What the task requires: Carry on the Photoshop shadow tutorial from the sentence about the Perspective option, writing the steps that come next.

Reading passage:
Highlight the gradient layer and click the mask button at the bottom of the layer’s panel.
Right-click on the mask and choose Apply Layer Mask to merge the mask onto the gradient layer.
You’ll end up with this.
Step 4: Put the Shadow Behind the Object
Remember that the top layer shows first. To put the shadow under the flower where it belongs, click on the gradient and drag it down until the blue line appears under the flower layer and release.
Step 5: Transform the Shadow
Now we need to put the shadow down where it belongs. Press Ctrl + T or Command + T to activate the transform tool. Click and drag the reference point in the center of the selection to the point where the flower stem meets the ground.
If your reference point is missing, check this box in the toolbar.
Click and rotate the image to lay the shadow on the ground.
Step 6: Warp the Shadow
Transform keeps things too uniform, as you can see. Now we need to warp the shadow.
Go to Edit, and hover over Transform to see your warping options.
The Perspective option allows us to elongate the flower (or shorten it, depending on the perspective needed for your light source).

(Location labeling records)
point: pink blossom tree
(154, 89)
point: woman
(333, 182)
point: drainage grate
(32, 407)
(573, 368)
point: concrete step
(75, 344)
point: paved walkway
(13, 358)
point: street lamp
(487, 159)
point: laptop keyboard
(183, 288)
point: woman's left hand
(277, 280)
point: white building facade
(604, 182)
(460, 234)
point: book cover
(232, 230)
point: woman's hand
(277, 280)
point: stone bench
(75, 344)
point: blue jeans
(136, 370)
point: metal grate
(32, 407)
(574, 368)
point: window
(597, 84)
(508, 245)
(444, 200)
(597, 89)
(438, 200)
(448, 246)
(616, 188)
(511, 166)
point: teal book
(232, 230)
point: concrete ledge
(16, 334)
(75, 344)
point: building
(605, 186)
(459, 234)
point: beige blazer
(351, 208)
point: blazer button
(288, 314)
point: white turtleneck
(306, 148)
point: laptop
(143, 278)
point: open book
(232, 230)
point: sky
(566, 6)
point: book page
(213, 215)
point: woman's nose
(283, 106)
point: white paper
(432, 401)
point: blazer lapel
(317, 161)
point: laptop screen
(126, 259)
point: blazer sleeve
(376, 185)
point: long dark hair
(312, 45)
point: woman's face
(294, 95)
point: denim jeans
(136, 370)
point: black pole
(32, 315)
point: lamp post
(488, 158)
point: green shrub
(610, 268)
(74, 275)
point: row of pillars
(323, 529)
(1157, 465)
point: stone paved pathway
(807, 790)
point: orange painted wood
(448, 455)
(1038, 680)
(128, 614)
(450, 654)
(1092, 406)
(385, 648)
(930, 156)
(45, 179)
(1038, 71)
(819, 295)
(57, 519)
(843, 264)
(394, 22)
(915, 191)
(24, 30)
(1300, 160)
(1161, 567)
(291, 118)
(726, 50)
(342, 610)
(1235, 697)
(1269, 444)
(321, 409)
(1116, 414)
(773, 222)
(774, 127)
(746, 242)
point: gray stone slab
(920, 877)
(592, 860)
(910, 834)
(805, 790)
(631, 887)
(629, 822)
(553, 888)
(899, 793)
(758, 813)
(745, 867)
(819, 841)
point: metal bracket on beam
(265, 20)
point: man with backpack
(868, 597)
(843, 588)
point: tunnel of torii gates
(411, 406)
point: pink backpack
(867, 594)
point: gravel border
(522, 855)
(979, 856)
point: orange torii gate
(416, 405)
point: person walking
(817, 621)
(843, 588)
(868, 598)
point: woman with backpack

Task answer:
Warp lets us flatten down that backside a bit to account for the direction of the light.
Feel free to play around with the other options as needed to get your shadow where you need it.
Step 7: Blur It!
Shadows are not tack sharp like we’re seeing here. If you want to add more realism, we need to blur the edges.
We could do this by adding a Gaussian blur filter, but that will uniformly blur the entire shadow. We need something that allows us to blur it more as it gets farther away.
Go to Filter, Blur, and choose Field Blur.
The field blur allows you to drop pins at various points throughout your selection. Then you can spin the dial and choose your blur level.
Wow, we are almost there!
Step 8: Adjust the Opacity
Now let’s adjust the strength of the shadow. This will depend on the lighting in your image. Since we’ve got a beach image here, the light is fairly strong. I think I’m going to dial it back a tiny bit though.
Do this easily by adjusting the opacity of the layer.
Look at that! So much better than the floating flower at the beginning!
There are a lot of steps in this tutorial, but don’t worry. You’ll find that once you add a shadow a few times, you’ll get the hang of it and it goes pretty quickly.